▶ [EXERCISE DETAILS]: For each record below, write an exact copy.

▶ [MATERIAL SUPPLIED]:
------------------------------------------------------------
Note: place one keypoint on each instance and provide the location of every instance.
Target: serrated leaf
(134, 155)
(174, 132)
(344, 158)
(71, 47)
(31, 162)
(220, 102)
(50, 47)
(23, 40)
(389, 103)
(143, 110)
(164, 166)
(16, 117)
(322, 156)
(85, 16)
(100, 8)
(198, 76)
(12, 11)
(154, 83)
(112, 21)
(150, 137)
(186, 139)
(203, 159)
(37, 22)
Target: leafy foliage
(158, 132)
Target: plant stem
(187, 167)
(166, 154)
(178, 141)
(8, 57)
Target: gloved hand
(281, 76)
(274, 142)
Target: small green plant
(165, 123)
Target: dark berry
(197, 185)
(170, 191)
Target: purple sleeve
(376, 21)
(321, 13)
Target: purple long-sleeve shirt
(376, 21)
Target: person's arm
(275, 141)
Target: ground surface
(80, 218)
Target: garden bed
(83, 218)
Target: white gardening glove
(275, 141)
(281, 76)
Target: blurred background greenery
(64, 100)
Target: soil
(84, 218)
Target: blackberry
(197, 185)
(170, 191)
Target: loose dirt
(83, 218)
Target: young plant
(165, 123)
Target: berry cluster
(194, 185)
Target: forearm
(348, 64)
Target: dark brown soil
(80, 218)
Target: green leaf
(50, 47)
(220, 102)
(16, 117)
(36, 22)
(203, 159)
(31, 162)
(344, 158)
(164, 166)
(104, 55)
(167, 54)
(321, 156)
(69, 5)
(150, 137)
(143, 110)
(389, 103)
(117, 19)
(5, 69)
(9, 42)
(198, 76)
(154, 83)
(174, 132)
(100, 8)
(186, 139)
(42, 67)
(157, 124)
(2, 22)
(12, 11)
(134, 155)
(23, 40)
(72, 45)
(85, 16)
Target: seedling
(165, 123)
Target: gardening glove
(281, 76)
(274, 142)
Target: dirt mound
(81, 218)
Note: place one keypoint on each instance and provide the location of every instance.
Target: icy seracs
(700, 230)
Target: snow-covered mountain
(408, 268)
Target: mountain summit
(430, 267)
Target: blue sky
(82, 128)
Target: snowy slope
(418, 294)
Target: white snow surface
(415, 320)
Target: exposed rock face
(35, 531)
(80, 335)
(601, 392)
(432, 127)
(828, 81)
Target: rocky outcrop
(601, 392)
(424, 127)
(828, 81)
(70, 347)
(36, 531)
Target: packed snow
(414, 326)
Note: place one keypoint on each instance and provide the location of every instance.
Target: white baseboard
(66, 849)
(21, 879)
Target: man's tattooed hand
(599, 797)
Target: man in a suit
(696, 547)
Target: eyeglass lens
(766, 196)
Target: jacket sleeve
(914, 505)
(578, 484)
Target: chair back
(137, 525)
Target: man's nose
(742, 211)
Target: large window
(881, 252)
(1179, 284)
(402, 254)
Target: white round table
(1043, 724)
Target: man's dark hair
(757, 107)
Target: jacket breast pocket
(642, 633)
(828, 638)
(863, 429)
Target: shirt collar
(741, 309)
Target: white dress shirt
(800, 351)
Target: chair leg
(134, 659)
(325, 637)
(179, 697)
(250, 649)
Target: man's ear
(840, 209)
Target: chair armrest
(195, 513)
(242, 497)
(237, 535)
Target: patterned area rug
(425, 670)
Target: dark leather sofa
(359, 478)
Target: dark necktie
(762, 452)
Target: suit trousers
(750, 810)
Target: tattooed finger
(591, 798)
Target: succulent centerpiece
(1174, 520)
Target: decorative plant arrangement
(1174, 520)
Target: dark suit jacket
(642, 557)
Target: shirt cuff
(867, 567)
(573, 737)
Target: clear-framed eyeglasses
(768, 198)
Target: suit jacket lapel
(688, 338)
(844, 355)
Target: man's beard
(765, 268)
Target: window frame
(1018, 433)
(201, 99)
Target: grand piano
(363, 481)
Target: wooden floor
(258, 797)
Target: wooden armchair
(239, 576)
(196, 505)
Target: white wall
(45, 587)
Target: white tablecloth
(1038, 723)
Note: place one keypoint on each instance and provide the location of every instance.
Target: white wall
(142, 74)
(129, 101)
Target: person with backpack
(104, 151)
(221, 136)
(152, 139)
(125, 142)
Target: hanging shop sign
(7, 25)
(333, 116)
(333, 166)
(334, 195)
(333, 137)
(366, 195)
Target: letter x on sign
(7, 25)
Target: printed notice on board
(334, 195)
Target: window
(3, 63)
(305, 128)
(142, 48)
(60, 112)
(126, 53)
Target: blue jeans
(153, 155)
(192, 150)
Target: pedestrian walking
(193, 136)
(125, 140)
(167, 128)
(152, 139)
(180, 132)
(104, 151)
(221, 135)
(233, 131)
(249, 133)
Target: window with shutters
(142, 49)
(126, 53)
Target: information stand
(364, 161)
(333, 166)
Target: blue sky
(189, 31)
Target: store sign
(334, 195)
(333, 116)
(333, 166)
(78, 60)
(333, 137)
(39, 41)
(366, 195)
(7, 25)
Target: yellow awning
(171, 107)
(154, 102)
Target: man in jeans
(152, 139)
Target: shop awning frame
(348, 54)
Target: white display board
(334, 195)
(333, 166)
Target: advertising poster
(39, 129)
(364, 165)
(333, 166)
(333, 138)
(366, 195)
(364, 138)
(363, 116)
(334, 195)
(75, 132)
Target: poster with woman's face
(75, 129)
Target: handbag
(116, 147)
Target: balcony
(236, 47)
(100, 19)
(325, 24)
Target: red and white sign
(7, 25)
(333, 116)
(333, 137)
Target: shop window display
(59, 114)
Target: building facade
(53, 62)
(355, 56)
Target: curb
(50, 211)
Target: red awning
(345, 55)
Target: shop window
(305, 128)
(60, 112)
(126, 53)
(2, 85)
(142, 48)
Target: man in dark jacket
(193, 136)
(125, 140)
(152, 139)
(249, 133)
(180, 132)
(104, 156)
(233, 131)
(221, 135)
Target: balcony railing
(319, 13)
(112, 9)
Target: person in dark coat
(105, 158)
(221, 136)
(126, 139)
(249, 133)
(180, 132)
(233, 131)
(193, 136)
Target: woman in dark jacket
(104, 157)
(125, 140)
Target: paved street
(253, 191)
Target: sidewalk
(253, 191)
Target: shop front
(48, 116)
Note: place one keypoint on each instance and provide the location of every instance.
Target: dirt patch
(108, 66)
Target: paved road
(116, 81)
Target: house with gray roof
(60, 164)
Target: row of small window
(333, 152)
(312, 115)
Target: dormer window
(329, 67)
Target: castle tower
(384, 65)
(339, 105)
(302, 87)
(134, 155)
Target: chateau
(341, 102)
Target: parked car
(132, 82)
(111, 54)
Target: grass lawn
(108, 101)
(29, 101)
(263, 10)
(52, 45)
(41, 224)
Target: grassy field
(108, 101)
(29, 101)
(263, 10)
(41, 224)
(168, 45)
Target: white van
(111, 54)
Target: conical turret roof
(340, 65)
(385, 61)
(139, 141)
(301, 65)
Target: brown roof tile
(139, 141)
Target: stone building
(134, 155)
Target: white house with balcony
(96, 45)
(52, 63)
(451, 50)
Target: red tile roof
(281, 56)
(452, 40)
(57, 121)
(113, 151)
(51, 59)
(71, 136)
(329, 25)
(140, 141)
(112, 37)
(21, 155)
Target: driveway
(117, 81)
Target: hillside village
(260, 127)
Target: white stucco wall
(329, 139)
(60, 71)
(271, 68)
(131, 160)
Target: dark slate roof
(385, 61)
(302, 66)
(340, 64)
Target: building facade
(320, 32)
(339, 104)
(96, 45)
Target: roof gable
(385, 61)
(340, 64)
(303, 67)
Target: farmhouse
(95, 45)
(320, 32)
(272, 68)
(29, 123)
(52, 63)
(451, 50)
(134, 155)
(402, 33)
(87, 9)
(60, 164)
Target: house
------------------------------------------------------------
▶ [WRITTEN RESPONSE]:
Note: place one keypoint on each instance and provide the location of every instance.
Target: serrated leaf
(134, 155)
(174, 132)
(344, 158)
(71, 47)
(31, 162)
(220, 102)
(50, 47)
(23, 40)
(389, 103)
(143, 110)
(164, 166)
(16, 117)
(322, 156)
(85, 16)
(100, 8)
(198, 76)
(12, 11)
(154, 83)
(112, 21)
(150, 137)
(186, 139)
(203, 159)
(37, 22)
Target: leafy foliage
(158, 132)
Target: plant stem
(187, 167)
(166, 154)
(178, 141)
(8, 57)
Target: gloved hand
(281, 76)
(274, 142)
Target: small green plant
(165, 123)
Target: dark berry
(197, 185)
(170, 191)
Target: purple sleeve
(376, 21)
(321, 13)
Target: purple long-sleeve shirt
(376, 21)
Target: person's arm
(275, 141)
Target: ground surface
(80, 218)
Target: garden bed
(83, 218)
Target: white gardening glove
(275, 141)
(281, 76)
Target: blurred background greenery
(64, 100)
Target: soil
(84, 218)
Target: blackberry
(197, 185)
(170, 191)
Target: loose dirt
(83, 218)
Target: young plant
(165, 123)
Target: berry cluster
(194, 185)
Target: forearm
(348, 64)
Target: dark brown soil
(80, 218)
Target: green leaf
(50, 47)
(220, 102)
(16, 117)
(36, 22)
(203, 159)
(31, 162)
(344, 158)
(164, 166)
(104, 55)
(167, 54)
(321, 156)
(69, 5)
(150, 137)
(143, 110)
(389, 103)
(117, 19)
(5, 69)
(9, 42)
(198, 76)
(154, 83)
(174, 132)
(100, 8)
(186, 139)
(42, 67)
(157, 124)
(2, 22)
(12, 11)
(134, 155)
(23, 40)
(72, 45)
(85, 16)
Target: seedling
(165, 123)
Target: gardening glove
(281, 76)
(274, 142)
Target: dirt mound
(81, 218)
Note: place one keypoint on each instance and provide the location of every instance.
Target: icy seracs
(700, 230)
Target: snow-covered mountain
(408, 268)
Target: mountain summit
(430, 267)
Target: blue sky
(82, 128)
Target: snowy slope
(418, 294)
Target: white snow surface
(415, 320)
Target: exposed rock face
(35, 531)
(80, 335)
(601, 392)
(432, 127)
(828, 81)
Target: rocky outcrop
(601, 392)
(424, 127)
(828, 81)
(70, 347)
(36, 531)
Target: packed snow
(414, 326)
Note: place one keypoint on each instance and provide the location of every instance.
Target: white baseboard
(66, 849)
(21, 879)
Target: man's tattooed hand
(599, 797)
Target: man in a suit
(696, 547)
Target: eyeglass lens
(766, 196)
Target: jacket sleeve
(914, 505)
(578, 484)
Target: chair back
(137, 525)
Target: man's nose
(742, 211)
Target: large window
(881, 252)
(1179, 284)
(402, 254)
Target: white round table
(1043, 724)
Target: man's dark hair
(757, 107)
Target: jacket breast pocket
(642, 633)
(828, 638)
(863, 429)
Target: shirt collar
(741, 309)
Target: white dress shirt
(800, 351)
Target: chair leg
(134, 659)
(325, 637)
(179, 697)
(250, 649)
Target: man's ear
(840, 209)
Target: chair armrest
(195, 513)
(242, 497)
(237, 535)
Target: patterned area rug
(425, 670)
Target: dark leather sofa
(359, 478)
Target: dark necktie
(762, 452)
Target: suit trousers
(750, 810)
Target: tattooed finger
(591, 798)
Target: succulent centerpiece
(1174, 520)
Target: decorative plant arrangement
(1174, 520)
Target: dark suit jacket
(642, 557)
Target: shirt cuff
(867, 567)
(573, 737)
Target: clear-framed eyeglasses
(768, 198)
Target: suit jacket lapel
(688, 338)
(844, 355)
Target: man's beard
(765, 268)
Target: window frame
(1018, 433)
(201, 99)
Target: grand piano
(363, 481)
Target: wooden floor
(258, 797)
Target: wooden armchair
(239, 576)
(196, 505)
Target: white wall
(45, 587)
Target: white tablecloth
(1038, 723)
Note: place one keypoint on each instance and provide the location of every instance.
Target: white wall
(142, 74)
(129, 101)
Target: person with backpack
(104, 151)
(221, 136)
(152, 139)
(125, 142)
Target: hanging shop sign
(7, 25)
(333, 116)
(333, 166)
(334, 195)
(333, 137)
(366, 195)
Target: letter x on sign
(7, 25)
Target: printed notice on board
(334, 195)
Target: window
(3, 63)
(305, 128)
(142, 48)
(60, 112)
(126, 53)
Target: blue jeans
(153, 155)
(192, 150)
Target: pedestrian walking
(193, 136)
(125, 140)
(167, 128)
(152, 139)
(180, 132)
(104, 151)
(221, 135)
(233, 131)
(249, 133)
Target: window with shutters
(142, 49)
(126, 53)
Target: information stand
(364, 161)
(333, 166)
Target: blue sky
(189, 31)
Target: store sign
(334, 195)
(333, 116)
(333, 166)
(78, 60)
(333, 137)
(39, 41)
(366, 195)
(7, 25)
Target: yellow awning
(171, 107)
(154, 102)
Target: man in jeans
(152, 139)
Target: shop awning frame
(348, 54)
Target: white display board
(334, 195)
(333, 166)
Target: advertising poster
(39, 129)
(364, 165)
(333, 166)
(333, 138)
(366, 195)
(364, 138)
(363, 116)
(334, 195)
(75, 132)
Target: poster with woman's face
(75, 129)
Target: handbag
(116, 147)
Target: balcony
(236, 47)
(100, 19)
(325, 24)
Target: red and white sign
(7, 25)
(333, 116)
(333, 137)
Target: shop window display
(59, 114)
Target: building facade
(53, 62)
(355, 56)
Target: curb
(50, 211)
Target: red awning
(345, 55)
Target: shop window
(305, 128)
(60, 112)
(126, 53)
(2, 85)
(142, 48)
Target: man in dark jacket
(193, 136)
(125, 140)
(152, 139)
(249, 133)
(180, 132)
(104, 156)
(233, 131)
(221, 135)
Target: balcony railing
(319, 13)
(112, 9)
Target: person in dark coat
(105, 158)
(221, 136)
(126, 139)
(249, 133)
(180, 132)
(233, 131)
(193, 136)
Target: woman in dark jacket
(104, 157)
(125, 140)
Target: paved street
(253, 191)
Target: sidewalk
(253, 191)
Target: shop front
(48, 116)
Note: place one keypoint on each instance and provide the location of every instance.
Target: dirt patch
(108, 66)
Target: paved road
(116, 81)
Target: house with gray roof
(60, 164)
Target: row of small window
(333, 152)
(312, 115)
Target: dormer window
(329, 67)
Target: castle tower
(384, 65)
(339, 105)
(302, 87)
(134, 155)
Target: chateau
(341, 102)
Target: parked car
(132, 82)
(111, 54)
Target: grass lawn
(108, 101)
(29, 101)
(263, 10)
(52, 45)
(41, 224)
Target: grassy field
(108, 101)
(29, 101)
(263, 10)
(41, 224)
(168, 45)
Target: white van
(111, 54)
Target: conical turret roof
(340, 65)
(385, 61)
(139, 141)
(301, 65)
Target: brown roof tile
(139, 141)
Target: stone building
(134, 155)
Target: white house with balcony
(96, 45)
(52, 63)
(451, 50)
Target: red tile roof
(281, 56)
(452, 40)
(57, 121)
(113, 151)
(51, 59)
(71, 136)
(329, 25)
(140, 141)
(112, 37)
(21, 155)
Target: driveway
(117, 81)
Target: hillside village
(260, 127)
Target: white stucco wall
(329, 139)
(60, 71)
(271, 68)
(131, 160)
Target: dark slate roof
(385, 61)
(302, 66)
(340, 64)
Target: building facade
(320, 32)
(339, 104)
(96, 45)
Target: roof gable
(385, 61)
(340, 64)
(303, 67)
Target: farmhouse
(95, 45)
(320, 32)
(272, 68)
(29, 123)
(52, 63)
(451, 50)
(134, 155)
(402, 33)
(87, 9)
(60, 164)
Target: house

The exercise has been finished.